PROBLEM TO SOLVE: Edit all of the lines below so that each "relevant region" becomes "matching region", keeping everything else the same. Leave the pictures out of your answer.

Extracted data entries:
-.-.-
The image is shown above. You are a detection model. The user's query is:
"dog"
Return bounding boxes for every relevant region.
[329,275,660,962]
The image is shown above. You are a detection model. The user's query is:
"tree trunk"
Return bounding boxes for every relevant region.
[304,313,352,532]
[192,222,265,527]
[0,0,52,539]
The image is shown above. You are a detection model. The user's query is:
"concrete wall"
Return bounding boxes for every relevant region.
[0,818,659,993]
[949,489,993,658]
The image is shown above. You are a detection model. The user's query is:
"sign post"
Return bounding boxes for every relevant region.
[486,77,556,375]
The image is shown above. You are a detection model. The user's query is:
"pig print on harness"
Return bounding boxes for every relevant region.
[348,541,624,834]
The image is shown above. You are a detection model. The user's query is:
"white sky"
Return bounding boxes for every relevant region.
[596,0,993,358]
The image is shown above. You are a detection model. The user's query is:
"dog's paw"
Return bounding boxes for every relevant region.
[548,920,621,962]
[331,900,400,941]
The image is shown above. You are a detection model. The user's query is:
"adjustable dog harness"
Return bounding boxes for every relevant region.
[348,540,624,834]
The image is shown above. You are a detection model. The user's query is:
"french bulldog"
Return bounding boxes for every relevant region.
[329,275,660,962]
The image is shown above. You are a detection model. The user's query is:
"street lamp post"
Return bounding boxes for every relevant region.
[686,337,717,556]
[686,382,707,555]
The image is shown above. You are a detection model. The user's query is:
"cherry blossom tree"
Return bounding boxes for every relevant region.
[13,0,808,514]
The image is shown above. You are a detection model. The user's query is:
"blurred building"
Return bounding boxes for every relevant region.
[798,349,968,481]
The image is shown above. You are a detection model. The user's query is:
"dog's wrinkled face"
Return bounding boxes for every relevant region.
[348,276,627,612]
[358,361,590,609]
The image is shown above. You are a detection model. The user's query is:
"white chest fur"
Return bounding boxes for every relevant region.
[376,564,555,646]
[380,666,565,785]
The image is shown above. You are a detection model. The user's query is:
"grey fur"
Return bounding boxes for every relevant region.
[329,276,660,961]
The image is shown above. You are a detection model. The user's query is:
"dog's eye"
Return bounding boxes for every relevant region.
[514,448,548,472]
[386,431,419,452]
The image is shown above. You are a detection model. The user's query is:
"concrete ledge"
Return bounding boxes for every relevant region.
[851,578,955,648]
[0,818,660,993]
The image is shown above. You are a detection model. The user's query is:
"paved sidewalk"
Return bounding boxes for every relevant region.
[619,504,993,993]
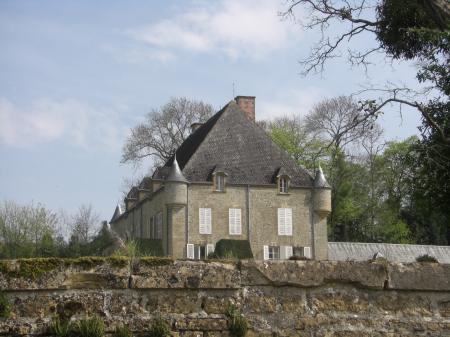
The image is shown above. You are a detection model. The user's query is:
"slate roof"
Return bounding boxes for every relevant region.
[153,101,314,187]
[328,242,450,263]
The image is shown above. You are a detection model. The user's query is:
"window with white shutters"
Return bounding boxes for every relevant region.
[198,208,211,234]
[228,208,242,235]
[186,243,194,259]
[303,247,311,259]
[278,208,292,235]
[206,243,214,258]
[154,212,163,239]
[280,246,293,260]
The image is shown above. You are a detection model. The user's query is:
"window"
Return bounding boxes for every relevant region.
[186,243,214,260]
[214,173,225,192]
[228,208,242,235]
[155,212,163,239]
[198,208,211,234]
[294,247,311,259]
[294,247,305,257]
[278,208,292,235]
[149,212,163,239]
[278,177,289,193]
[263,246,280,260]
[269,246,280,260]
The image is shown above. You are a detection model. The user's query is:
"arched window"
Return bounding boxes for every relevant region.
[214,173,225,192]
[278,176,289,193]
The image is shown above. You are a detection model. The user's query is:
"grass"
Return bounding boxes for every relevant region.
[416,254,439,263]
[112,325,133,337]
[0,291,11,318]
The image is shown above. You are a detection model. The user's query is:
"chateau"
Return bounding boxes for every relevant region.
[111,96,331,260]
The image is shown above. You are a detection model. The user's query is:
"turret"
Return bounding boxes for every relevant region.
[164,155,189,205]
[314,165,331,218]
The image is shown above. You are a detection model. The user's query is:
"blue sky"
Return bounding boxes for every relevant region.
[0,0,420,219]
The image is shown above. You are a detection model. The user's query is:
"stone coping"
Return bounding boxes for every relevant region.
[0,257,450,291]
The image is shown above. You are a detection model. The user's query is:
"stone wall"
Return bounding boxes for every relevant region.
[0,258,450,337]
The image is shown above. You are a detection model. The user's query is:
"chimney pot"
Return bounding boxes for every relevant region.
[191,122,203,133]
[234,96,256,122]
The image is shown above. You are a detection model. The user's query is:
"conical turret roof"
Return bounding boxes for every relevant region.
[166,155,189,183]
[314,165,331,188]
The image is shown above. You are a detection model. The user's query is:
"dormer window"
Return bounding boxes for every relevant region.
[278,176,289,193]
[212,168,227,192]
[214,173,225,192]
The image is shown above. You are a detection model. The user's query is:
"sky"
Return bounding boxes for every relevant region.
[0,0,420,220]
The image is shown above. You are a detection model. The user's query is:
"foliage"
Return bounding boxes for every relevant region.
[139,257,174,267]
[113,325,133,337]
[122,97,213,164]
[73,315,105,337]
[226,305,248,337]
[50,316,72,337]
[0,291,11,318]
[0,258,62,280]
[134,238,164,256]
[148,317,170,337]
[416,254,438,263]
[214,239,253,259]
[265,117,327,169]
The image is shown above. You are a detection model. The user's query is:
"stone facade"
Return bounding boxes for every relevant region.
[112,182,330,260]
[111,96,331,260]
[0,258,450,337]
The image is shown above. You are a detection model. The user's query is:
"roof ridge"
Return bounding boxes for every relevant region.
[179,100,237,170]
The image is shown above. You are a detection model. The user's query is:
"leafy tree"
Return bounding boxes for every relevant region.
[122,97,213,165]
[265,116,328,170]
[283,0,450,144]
-.-.-
RESPONSE BELOW:
The image is shown above. You are a detection model. The user's query is:
"dog"
Return bounding boxes for every matching region.
[329,275,660,962]
The image is shown above. You are a detection model. The user's query is:
"tree trunk"
Return bounding boxes for every matching region.
[304,313,352,532]
[192,222,265,527]
[0,0,52,539]
The image is shown above. You are a detection model. The user's query is:
"concrete wall"
Return bounding boxes for every matching region.
[0,818,659,993]
[949,489,993,658]
The image is shown above. You are a detection model. The user's query is:
"sign post"
Return bounding boxes for every matching region.
[486,77,556,375]
The image is shown above. You are a detection model. The user's query is:
"pig print on harness"
Return bounding boxes for every matching region.
[348,541,624,834]
The image is shown above. You are a detection model. The user's query is:
"white sky"
Return bounding boxes for every matching region.
[596,0,993,358]
The image is shown above. You are a detection model. The user's query is:
"dog's paw"
Return bounding boxes for every matching region.
[548,920,621,962]
[331,900,400,941]
The image is shown above. You are a detection model. The user's query is:
"adjustable dog harness"
Return bounding boxes for every matching region.
[348,540,624,834]
The image is shown above. You are a detection model. The user's query is:
"french bulldog"
Return bounding boxes for every matching region.
[329,275,660,962]
The image is shown above. You are a detection model. The user's query is:
"street lamp post"
Return bounding boxes for every matching region.
[686,337,717,556]
[686,382,707,555]
The image is shown above. You are a detection model. The user's query is:
"cherry blossom tree"
Return bounding boxes for every matching region.
[13,0,808,514]
The image is shown above. You are a detection model. The user's query is:
"blurred building"
Return bounding boxes for every matching region.
[798,349,968,481]
The image is shown above. You are a detection model. The user's query is:
"dog's wrinkled face"
Return bounding boxes for every matching region.
[348,276,627,612]
[358,361,590,609]
The image is shown above. You are a detection model. The user's query is:
"white chest fur"
Return bounding boxes for every matching region.
[376,564,555,646]
[380,666,565,785]
The image is shown above. You are a detection model. The user's query is:
"grey fur"
Return bounding boxes for every matching region.
[329,276,660,961]
The image is shown above. You are a detection model. The user's query is:
"dog's eye"
Return bounding boxes for every matching region.
[514,448,548,472]
[386,431,419,452]
The image is shown above. You are a detection model. The user's query is:
"concrete ledge"
Return bounding boxes for every matching region.
[851,578,955,648]
[0,818,660,993]
The image is shown above. You are a detection model. The user's query is:
"paved sidewalk"
Return bounding boxes for every matching region.
[619,504,993,993]
The image is shown above. You are a detection model. The user's query is:
"slate roof"
Return bounding boxes for every matching region.
[153,101,314,187]
[328,242,450,263]
The image is shown above. You are a detection model. The user's query is:
"window with white shutters"
Return bounding boxes for every matching region.
[198,208,211,234]
[228,208,242,235]
[186,243,194,259]
[303,247,311,259]
[278,208,292,235]
[206,243,214,258]
[154,212,163,239]
[280,246,293,260]
The image is shown above. You are a detection model. The user's query is:
"window"
Return bounding boxes for every matching region.
[186,243,214,260]
[214,173,225,192]
[228,208,242,235]
[155,212,163,239]
[198,208,211,234]
[294,247,311,259]
[294,247,305,257]
[278,208,292,235]
[149,212,163,239]
[278,177,289,193]
[263,246,280,260]
[269,246,280,260]
The image is shown above. You are a detection model. The user's query is:
"arched window"
Return bounding boxes for every matching region.
[214,173,225,192]
[278,176,289,193]
The image is shown above. You are a detection model. The user's query is:
"grass"
Return bounding boxes for every matching region.
[416,254,439,263]
[112,325,133,337]
[0,291,11,318]
The image is shown above. You are a detection model. The user's query is:
"chateau"
Return bounding boxes for every matching region.
[111,96,331,260]
The image is shown above. You are a detection model. The user's query is:
"turret"
Return bounding boxes for every matching region.
[164,155,189,205]
[314,165,331,218]
The image is shown above. You are a detection model. The user's query is:
"blue sky"
Return bounding boxes for every matching region.
[0,0,420,219]
The image is shown above. You are a detection model. The user's query is:
"stone coping"
Return bounding boxes for every matching region.
[0,257,450,291]
The image is shown above. You are a detection model. The user's query is:
"stone wall"
Return bounding boxes for every matching region.
[0,258,450,337]
The image is shown above. You are a detection model. The user's query is:
"chimney pot"
Return bounding boxes for every matching region.
[191,122,203,133]
[234,96,256,122]
The image is shown above. You are a detection model. The user's query is:
"conical turret roof"
Return bounding boxes for every matching region.
[166,155,189,183]
[314,165,331,188]
The image is shown above. You are a detection model. The user's query is:
"dormer window"
Return bounding boxes for every matching region.
[278,176,289,193]
[212,168,227,192]
[214,173,225,192]
The image is shown above. You are a detection model. The user's query is:
"sky"
Return bounding boxes for every matching region.
[0,0,420,220]
The image is shown above. You are a detection model. The user's query is:
"foliage"
Return bounding boxes for every matching region.
[139,257,174,267]
[113,325,133,337]
[122,97,213,164]
[73,315,105,337]
[226,305,248,337]
[50,316,72,337]
[0,291,11,318]
[0,258,62,280]
[134,238,164,256]
[148,317,170,337]
[416,254,438,263]
[214,239,253,259]
[265,117,327,169]
The image is shown above. You are a detection model. The user's query is:
"stone facade"
Return bounding boxes for every matching region.
[112,182,330,260]
[111,96,331,260]
[0,258,450,337]
The image is shown above. You are a detection model. The user's query is:
"roof ridge"
Return bounding boxes for every matching region.
[179,100,237,170]
The image is shown above. You are a detection model. The user's query is:
"leafy tree"
Return bounding boxes for every matching region.
[122,97,213,165]
[265,116,328,170]
[283,0,450,144]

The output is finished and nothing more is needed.